- **Exercise aim**
Rewrite all of the entries below, swapping each instance of "bounding box" for "enclosing rectangle" and leaving everything else unchanged.

- **Records to use**
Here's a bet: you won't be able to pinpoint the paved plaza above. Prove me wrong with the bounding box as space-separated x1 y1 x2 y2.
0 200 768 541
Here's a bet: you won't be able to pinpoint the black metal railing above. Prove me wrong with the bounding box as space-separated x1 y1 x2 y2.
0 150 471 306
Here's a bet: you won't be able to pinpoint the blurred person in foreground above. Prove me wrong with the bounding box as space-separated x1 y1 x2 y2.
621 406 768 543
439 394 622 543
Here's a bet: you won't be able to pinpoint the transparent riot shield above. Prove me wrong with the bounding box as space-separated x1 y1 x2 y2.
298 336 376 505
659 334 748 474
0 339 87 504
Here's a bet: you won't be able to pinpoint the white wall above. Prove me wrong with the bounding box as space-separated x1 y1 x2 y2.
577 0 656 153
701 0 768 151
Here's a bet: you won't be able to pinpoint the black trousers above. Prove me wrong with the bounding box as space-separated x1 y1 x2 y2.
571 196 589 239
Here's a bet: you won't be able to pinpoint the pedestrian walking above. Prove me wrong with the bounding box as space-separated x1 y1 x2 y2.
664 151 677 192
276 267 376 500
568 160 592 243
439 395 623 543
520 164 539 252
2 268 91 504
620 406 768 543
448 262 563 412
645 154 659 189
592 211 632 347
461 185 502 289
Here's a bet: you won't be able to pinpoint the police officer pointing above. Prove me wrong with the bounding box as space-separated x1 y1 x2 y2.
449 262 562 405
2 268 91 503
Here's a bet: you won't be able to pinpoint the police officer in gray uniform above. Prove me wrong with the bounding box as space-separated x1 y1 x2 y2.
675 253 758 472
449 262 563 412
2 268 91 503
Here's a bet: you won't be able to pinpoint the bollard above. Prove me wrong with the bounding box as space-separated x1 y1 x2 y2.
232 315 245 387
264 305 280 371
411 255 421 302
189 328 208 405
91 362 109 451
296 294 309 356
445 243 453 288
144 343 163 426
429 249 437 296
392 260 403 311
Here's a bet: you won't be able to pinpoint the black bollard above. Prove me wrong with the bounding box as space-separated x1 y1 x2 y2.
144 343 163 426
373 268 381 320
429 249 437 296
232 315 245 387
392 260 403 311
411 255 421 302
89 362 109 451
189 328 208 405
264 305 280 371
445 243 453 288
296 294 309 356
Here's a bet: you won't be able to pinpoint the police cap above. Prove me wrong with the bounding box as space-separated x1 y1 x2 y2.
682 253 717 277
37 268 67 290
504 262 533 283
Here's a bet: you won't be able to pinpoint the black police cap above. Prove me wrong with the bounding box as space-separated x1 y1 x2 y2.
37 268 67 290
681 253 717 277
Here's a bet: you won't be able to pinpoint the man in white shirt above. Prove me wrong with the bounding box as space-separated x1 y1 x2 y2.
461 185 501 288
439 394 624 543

- **Written reply**
Here's a bet: you won't be able to pinpoint the paved plaza above. Prove me wrong with the enclosing rectangle as space-separated x1 y1 x2 y2.
0 200 768 541
Here's a bet: you won't be able to pinpoint the black metal railing above. Prove me wrong with the enclosing rectangle as space-separated x1 y1 x2 y2.
0 150 471 306
Here's a bet: you won't be able to pinpoint the blurred person in foreground above. Prove me wrong with the enclosing rectangle as space-separated x1 y1 x2 y2.
621 406 768 543
439 394 622 543
Here's a bet: you won't be able to pinpoint the transparent riot shield above. Prove me wrong with the enclosing rectangle as space-separated x1 y1 x2 y2.
298 336 376 505
659 334 748 474
0 339 87 504
Here's a bet: you won't be able to pinpoint the white wall above. Prove me wrong with the enclosing rectangle as space-separated x1 y1 x2 y2.
577 0 656 153
701 0 768 151
Here's a bet: you won't be able to pinpoint the black trousers above. Prove me wrong with the enclosing rectangle as space-separated x1 y1 x2 y2.
571 196 589 239
Here's a bet: you won't be able to pinpoint the pedestrian walking above. Prove me wrong with the enclosing rectangle as space-separated x1 y1 x2 y2.
664 151 677 192
276 267 376 500
568 160 592 243
439 395 623 543
520 164 539 252
2 268 91 504
620 406 768 543
448 262 563 412
645 154 659 189
592 211 632 347
461 185 502 289
Here's a bet: you won't be able to pinpoint the police officer pointing above. Prove me wrong with the enclosing rectangle as space-separated x1 y1 x2 y2.
449 262 562 405
2 268 91 503
Here's a bet: you won't be able to pinpoint the police officer in gray uniform above. Prove me wrong with the enclosing rectangle as space-separated x1 y1 x2 y2.
675 253 758 472
449 262 563 412
2 268 91 503
Here's a bet: you won't be able to pinpoint the bollard above. Prove me wrong with the enclosing rectangle as space-separated x1 y1 x2 y2.
232 315 245 387
264 305 280 371
411 255 421 302
189 328 208 405
91 362 109 451
296 294 309 356
445 243 453 288
144 343 163 426
429 249 437 296
392 260 403 311
Here's a bet: you won't be able to pinpoint the black bollard above. Prove me wrong with the enclosing rectangle as space-separated x1 y1 x2 y2.
144 343 163 426
373 268 381 320
429 249 437 296
232 315 245 387
392 260 403 311
411 255 421 302
89 362 109 451
189 328 208 405
264 305 280 371
445 243 453 288
296 294 309 356
Here's a bet: you won't be able to pinpoint the police cap above. Prove me wrong with the enclosing rectangle as space-separated x1 y1 x2 y2.
682 253 717 277
37 268 67 290
504 262 533 283
Here's a bet: you won't be able to pinpoint the black police cap above. Prove me wrong with the enclosing rectangle as space-separated x1 y1 x2 y2.
37 268 67 290
681 253 717 277
Here's a bet: you won't be able to pinpoint the man in white shirt above. Prove me wrong with the enclosing rectangle as space-separated x1 y1 x2 y2.
461 185 501 288
439 394 624 543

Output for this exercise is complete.